▶ _What is being asked_
An exact reproduction of all the entries below is required.

▶ _Stored data_
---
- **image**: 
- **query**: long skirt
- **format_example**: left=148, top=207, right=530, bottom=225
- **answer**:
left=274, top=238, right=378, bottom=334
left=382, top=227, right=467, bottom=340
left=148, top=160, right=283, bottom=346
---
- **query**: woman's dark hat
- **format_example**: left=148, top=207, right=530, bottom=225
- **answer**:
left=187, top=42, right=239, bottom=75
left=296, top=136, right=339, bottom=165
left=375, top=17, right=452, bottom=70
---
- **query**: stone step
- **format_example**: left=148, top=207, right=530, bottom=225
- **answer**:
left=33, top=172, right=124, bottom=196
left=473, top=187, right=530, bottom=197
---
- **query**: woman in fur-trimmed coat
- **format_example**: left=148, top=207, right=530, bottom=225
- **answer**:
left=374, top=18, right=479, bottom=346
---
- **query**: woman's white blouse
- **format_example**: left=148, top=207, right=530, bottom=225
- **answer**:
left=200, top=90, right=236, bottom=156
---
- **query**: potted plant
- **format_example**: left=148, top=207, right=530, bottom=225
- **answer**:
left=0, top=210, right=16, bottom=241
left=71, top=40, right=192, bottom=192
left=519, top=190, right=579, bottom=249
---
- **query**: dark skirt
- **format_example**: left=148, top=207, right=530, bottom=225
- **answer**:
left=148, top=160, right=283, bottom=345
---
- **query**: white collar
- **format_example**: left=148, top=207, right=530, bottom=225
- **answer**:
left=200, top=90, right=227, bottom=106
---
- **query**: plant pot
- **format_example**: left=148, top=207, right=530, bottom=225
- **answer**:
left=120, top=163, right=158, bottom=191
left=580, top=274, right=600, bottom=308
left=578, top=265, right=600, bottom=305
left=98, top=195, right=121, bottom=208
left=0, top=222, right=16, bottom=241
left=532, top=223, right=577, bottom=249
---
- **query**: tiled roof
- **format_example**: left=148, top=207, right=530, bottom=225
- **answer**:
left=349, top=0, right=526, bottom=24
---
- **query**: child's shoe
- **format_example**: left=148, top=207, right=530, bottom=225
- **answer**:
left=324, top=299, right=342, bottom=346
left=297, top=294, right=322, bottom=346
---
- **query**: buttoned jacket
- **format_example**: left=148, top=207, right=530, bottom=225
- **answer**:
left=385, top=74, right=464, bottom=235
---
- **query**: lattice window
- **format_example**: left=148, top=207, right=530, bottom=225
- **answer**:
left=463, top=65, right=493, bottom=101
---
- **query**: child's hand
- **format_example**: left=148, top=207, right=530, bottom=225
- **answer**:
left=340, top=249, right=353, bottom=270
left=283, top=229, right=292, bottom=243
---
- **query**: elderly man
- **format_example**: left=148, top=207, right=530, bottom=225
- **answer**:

▶ _Answer for the task_
---
- **image**: 
- **query**: long skirt
- **format_example**: left=148, top=207, right=530, bottom=225
- **answer**:
left=274, top=238, right=378, bottom=334
left=382, top=227, right=467, bottom=340
left=148, top=160, right=283, bottom=346
---
- **query**: woman's dark hat
- **format_example**: left=148, top=207, right=530, bottom=225
- **answer**:
left=187, top=42, right=239, bottom=75
left=296, top=136, right=339, bottom=165
left=375, top=17, right=452, bottom=70
---
- **query**: stone step
- **format_example**: left=148, top=207, right=530, bottom=225
- **answer**:
left=33, top=172, right=124, bottom=196
left=473, top=187, right=530, bottom=197
---
- **query**: woman in fur-trimmed coat
- **format_example**: left=148, top=207, right=530, bottom=225
- **answer**:
left=374, top=18, right=479, bottom=346
---
- **query**: woman's white blouse
- **format_example**: left=148, top=207, right=530, bottom=225
- **answer**:
left=200, top=90, right=236, bottom=156
---
- **query**: potted plant
- **format_example**: left=148, top=207, right=530, bottom=225
- **answer**:
left=0, top=210, right=16, bottom=241
left=71, top=40, right=192, bottom=192
left=519, top=190, right=579, bottom=249
---
- **query**: dark skirt
- **format_example**: left=148, top=207, right=530, bottom=225
- **answer**:
left=148, top=160, right=283, bottom=345
---
- **query**: white collar
- **format_example**: left=148, top=207, right=530, bottom=225
- **answer**:
left=200, top=90, right=227, bottom=106
---
- **query**: plant pot
- **format_example**: left=148, top=207, right=530, bottom=225
- **answer**:
left=120, top=163, right=158, bottom=191
left=580, top=274, right=600, bottom=308
left=578, top=265, right=600, bottom=305
left=98, top=195, right=121, bottom=208
left=0, top=222, right=16, bottom=241
left=532, top=223, right=577, bottom=249
---
- **query**: tiled roof
- **format_example**: left=148, top=207, right=530, bottom=225
- **answer**:
left=349, top=0, right=526, bottom=24
---
- **query**: child's shoe
- **format_example**: left=148, top=207, right=530, bottom=225
- **answer**:
left=324, top=299, right=342, bottom=346
left=297, top=294, right=322, bottom=346
---
- **query**: buttoned jacket
- **format_example**: left=148, top=207, right=530, bottom=225
- **answer**:
left=385, top=74, right=464, bottom=235
---
- **query**: lattice window
- **format_example**: left=148, top=207, right=530, bottom=225
- **answer**:
left=463, top=65, right=493, bottom=101
---
- **query**: child's hand
- **format_example**: left=148, top=207, right=530, bottom=225
- **answer**:
left=340, top=249, right=353, bottom=270
left=283, top=229, right=292, bottom=243
---
- **query**: elderly man
- **format_example**: left=148, top=207, right=530, bottom=225
- **answer**:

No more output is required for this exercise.